◆ Given exercise 1: Lay out the lines of the records from the one containing "of the background" down to the last line of the records, both ends included, as a JSON list of strings with one string per line and blank lines left out.

◆ Passage to read:
⟨

Strata by HTML5 UP

Guideline

Welcome to the TADD repository >_<
All pretrained checkpoints are available through the button below.

Checkpoint

Home

Abnormal Detection Benchmark

To conduct abnormal detection benchmarks on the TADD dataset using STMixer, please follow the official instructions below:

Clone the STMixer repository
Clone the official STMixer repository to your local machine:
git clone https://github.com/MCG-NJU/STMixer.git

Prepare the environment
Install the required dependencies as outlined in the STMixer documentation (compatible with PyTorch, CUDA, etc.).

Download and configure YAML files
We provide officially curated YAML configuration files tailored for TADD abnormal detection:
- TADD Abnormal Detection YAMLs – Designed for detecting anomalies in cabin and platform settings
Download these files and adjust the following key parameters to suit your setup:
- data_root: Path to your local TADD dataset directory
- batch_size: Number of samples per batch (e.g., 8, 16) based on your hardware capacity
- num_workers: Number of workers for data loading (e.g., 4 or 8 depending on CPU cores)
- pretrained: Path to pretrained weights (optional, use checkpoints from our website)
Ensure the YAMLs are compatible with TADD’s video directory and label format.

Modify configuration for TADD
Within the selected YAML file, please update the following parameters:
- data_root: Set to your local TADD dataset directory
- ann_file_train / ann_file_val: Set to the paths of the downloaded TADD annotation files from the GitHub repository below
- pretrained: Point to the correct checkpoint from the URL below if using our weights
- input_size: Adjust to match TADD video resolution (e.g., 224x224)

Download pretrained weights (optional)
You may use the pretrained weights provided on our project website:
https://yanc3113.github.io/TADD/checkpoints.html
These checkpoints are compatible with the STMixer configurations listed above.

Download TADD annotation files
Official annotation files for abnormal detection are hosted on GitHub:
https://github.com/Yanc3113/TADD/.../AnomalyDetection/annotations
These files include labels for normal and abnormal events within TADD. Developers are encouraged to customize the labels based on their specific anomaly detection needs.

Launch training or evaluation
Use the following command to start evaluation:
python tools/test.py --config configs/tadd_abnormal/cabin_abnormal.yaml --checkpoint path/to/checkpoint.pth
Or for training:
python tools/train.py --config configs/tadd_abnormal/cabin_abnormal.yaml

Hardware & environment
All experiments were conducted using:
- 4 × NVIDIA A100 (L20) GPUs
- CUDA ≥ 11.6, PyTorch ≥ 1.12
- Python ≥ 3.8
Multi-GPU training is supported via torch.distributed.launch or torchrun interfaces.

We encourage the community to adapt and extend the STMixer model for custom abnormal detection tasks using the TADD dataset.

⟩

◆ Given exercise 2: Write out the passage of the guide running from "Prepare the environment" down to "and label format.", swapping "hardware capacity" for "GPU memory".

◆ Stored items:
⟨

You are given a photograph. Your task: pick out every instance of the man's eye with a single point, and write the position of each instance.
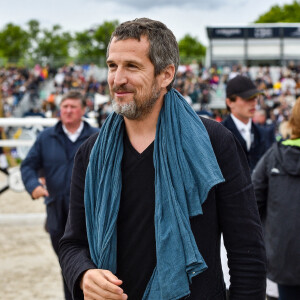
(132, 66)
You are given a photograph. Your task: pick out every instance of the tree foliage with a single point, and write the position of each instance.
(190, 47)
(53, 45)
(14, 42)
(289, 13)
(92, 44)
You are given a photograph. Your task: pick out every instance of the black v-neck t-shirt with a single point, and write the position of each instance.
(136, 257)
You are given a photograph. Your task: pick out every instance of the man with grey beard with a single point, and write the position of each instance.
(153, 191)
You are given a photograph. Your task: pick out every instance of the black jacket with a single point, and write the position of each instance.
(260, 141)
(230, 208)
(276, 180)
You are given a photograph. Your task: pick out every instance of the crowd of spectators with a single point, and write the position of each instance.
(199, 86)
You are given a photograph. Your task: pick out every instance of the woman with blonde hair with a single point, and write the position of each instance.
(276, 181)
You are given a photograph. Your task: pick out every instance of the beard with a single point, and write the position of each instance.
(139, 107)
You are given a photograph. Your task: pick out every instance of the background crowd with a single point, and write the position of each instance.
(37, 91)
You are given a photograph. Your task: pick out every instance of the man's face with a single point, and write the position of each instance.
(71, 112)
(242, 109)
(132, 83)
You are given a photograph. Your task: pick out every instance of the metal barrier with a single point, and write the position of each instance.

⟩

◆ Output 1:
[
  "You are given a photograph. Your task: pick out every instance of the background crowd with a single point, and write the position of each instance.",
  "(37, 91)",
  "You are given a photograph. Your task: pick out every instance of the man's face with a single point, and write the position of each instance.",
  "(71, 112)",
  "(242, 109)",
  "(132, 83)",
  "You are given a photograph. Your task: pick out every instance of the metal barrier with a single point, and write the position of each instance."
]

◆ Output 2:
Prepare the environment
Install the required dependencies as outlined in the STMixer documentation (compatible with PyTorch, CUDA, etc.).

Download and configure YAML files
We provide officially curated YAML configuration files tailored for TADD abnormal detection:
- TADD Abnormal Detection YAMLs – Designed for detecting anomalies in cabin and platform settings
Download these files and adjust the following key parameters to suit your setup:
- data_root: Path to your local TADD dataset directory
- batch_size: Number of samples per batch (e.g., 8, 16) based on your GPU memory
- num_workers: Number of workers for data loading (e.g., 4 or 8 depending on CPU cores)
- pretrained: Path to pretrained weights (optional, use checkpoints from our website)
Ensure the YAMLs are compatible with TADD’s video directory and label format.